[SET TASKS]:
A - In the court opinion, what position was the complainant hired for in 1972?
B - Summarize the court opinion in two sentences.
C - Carry the court opinion on the discharge of Moses Harary forward from the point where it stops.

[SELECTED TEXT]:
Start

OPINION OF THE COURT
Simons, J.Petitioner appeals from an order finding it guilty of unlawful discrimination in discharging complainant, Moses Harary. Complainant originally charged that petitioner discriminated against him because of his creed and national origin. He subsequently amended the complaint to add the charge of retaliation. After a hearing, the administrative law judge found that complainant had failed to establish a prima facie case on the grounds stated. He permitted complainant to amend his complaint, however, to allege that he was discharged as the result of. his “race, color and ethnicity” because petitioner had applied an unlawful quota in determining which employees were to be discharged under its 1976 retrenchment policy. Pursuant to that amendment to the complaint, the administrative law judge found petitioner guilty of unlawful discrimination and awarded complainant substantial damages. The decision has been affirmed by the State Division of Human Rights, the Human Rights Appeal Board and the Appellate Division. We find no substantial evidence to support the division’s decision and order, however, and therefore grant the petition and dismiss the complaint.
Complainant is Jewish and American born. In 1972 he was hired as associate dean of administration and management planning by petitioner CUNY-Hostos Community College, a unit of the New York City Board of Higher *73Education.1 He received successive annual appointments to his position until 1975. It is important to this proceeding that he had no teaching duties and that he was not tenured.
In 1975 New York City suffered a severe financial crisis which caused the board of higher education to direct all 19 units under its jurisdiction to drastically reduce expenses (see, generally, Klein v Board of Higher Educ., 434 F Supp 1113). Indeed, conditions were so serious that it appeared for a time that CUNY-Hostos might be closed. A few months later, in July, the board issued a statement of policy to guide the units in retrenchment. Noting that the primary function of the board was education, it directed that economies, insofar as possible, were to be made by staff reductions in administrative positions rather than teaching positions. In August, 1975 petitioner’s president, Cándido de León, called complainant into his office with the dean of administration, told him that he was not satisfied with complainant’s understanding of how a university works (a reference apparently to antagonism between complainant and some faculty members) and told him to start looking for a new position. When complainant asked for a further explanation, de León told him the “reasons are anthropological but I do not want to go into them because you will just use them as a rationalization.” Complainant was told that he could have time to find a new job and in fact he was continued on the payroll until the end of the 1975-1976 school year. On July 28, 1976 he received notice that he would not be reappointed for the coming year.2
On July 21, 1976 President de León, as directed by the board of higher education, promulgated a retrenchment plan. The plan was subsequently revised in August, 1976, but for purposes of this appeal, both plans were the same. Under it, 15 employees, including petitioner, were discharged that fall. Eventually a total of 82 employees were *74eliminated from the college, 33 by attrition and 49 by discharge.

End

[SUPPLIED INFORMATION]:
Start

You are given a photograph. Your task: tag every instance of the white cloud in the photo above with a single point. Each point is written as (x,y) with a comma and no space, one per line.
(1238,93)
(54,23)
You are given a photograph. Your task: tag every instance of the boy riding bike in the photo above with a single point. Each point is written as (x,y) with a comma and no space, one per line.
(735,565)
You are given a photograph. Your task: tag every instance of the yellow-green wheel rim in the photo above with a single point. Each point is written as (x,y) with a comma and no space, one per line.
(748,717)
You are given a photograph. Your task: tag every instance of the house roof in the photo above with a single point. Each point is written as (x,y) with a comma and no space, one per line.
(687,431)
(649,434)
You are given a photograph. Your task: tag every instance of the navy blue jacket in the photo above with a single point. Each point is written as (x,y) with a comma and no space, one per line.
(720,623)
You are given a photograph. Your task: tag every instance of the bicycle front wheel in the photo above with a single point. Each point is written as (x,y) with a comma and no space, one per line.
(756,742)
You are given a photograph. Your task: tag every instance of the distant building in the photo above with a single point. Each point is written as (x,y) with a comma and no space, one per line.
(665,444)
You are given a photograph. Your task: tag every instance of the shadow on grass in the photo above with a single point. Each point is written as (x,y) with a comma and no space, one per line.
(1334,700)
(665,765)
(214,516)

End
Start

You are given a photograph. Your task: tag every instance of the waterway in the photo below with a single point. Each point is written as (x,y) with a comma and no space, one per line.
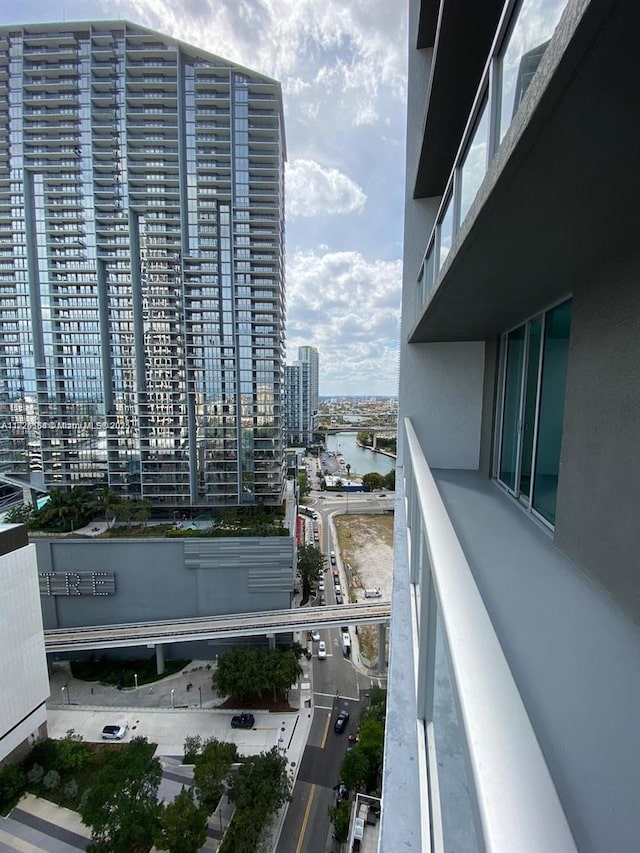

End

[ANSWERS TO EACH TASK]:
A - He was hired as associate dean of administration and management planning at CUNY-Hostos Community College.

B - The court reviews an order, affirmed by three bodies below, that found CUNY-Hostos Community College guilty of unlawful discrimination for discharging Moses Harary under a quota in its 1976 retrenchment policy, and it dismisses the complaint for lack of substantial evidence. Harary, an untenured associate dean with no teaching duties, was told in 1975 to look for a new position and was not reappointed in 1976, after New York City's financial crisis led the board of higher education to order cuts made in administrative rather than teaching positions where possible.

C -
On July 8, 1976 complainant filed charges with the division alleging that petitioner had unlawfully discriminated against him. After hearings extending over two years, the division found that there was “no credible evidence in the record to show that complainant was terminated because of malice based on his being Jewish and American-born”; that in fact President de León had hired complainant in 1972 knowing his religion and national origin. The division also found that under the retrenchment plan some American-born Jews were discharged and others retained and that the evidence in the record did not support complainant’s contention that he was discharged so that he could be replaced by a person representing a different racial or ethnic group. It found petitioner was not guilty of retaliation because complainant had been orally notified of his discharge before he filed his complaint. The division granted complainant relief because it found that he was discharged pursuant to the retrenchment plan and that the plan was “a deliberate effort to perpetuate unlawful quotas based on ethnicity of employees.”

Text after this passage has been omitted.